*** Opening of DATA ***

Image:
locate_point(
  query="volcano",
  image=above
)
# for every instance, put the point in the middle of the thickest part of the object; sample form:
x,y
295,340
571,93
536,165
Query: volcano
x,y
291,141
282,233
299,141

*** Close of DATA ***

Please retype each entry above exactly as it is written.

Image:
locate_point(
  query="volcano",
  image=above
)
# for every instance, put the point in the middle of the thickest part of the object; sample form:
x,y
295,340
571,93
536,165
Query: volcano
x,y
291,141
282,233
299,141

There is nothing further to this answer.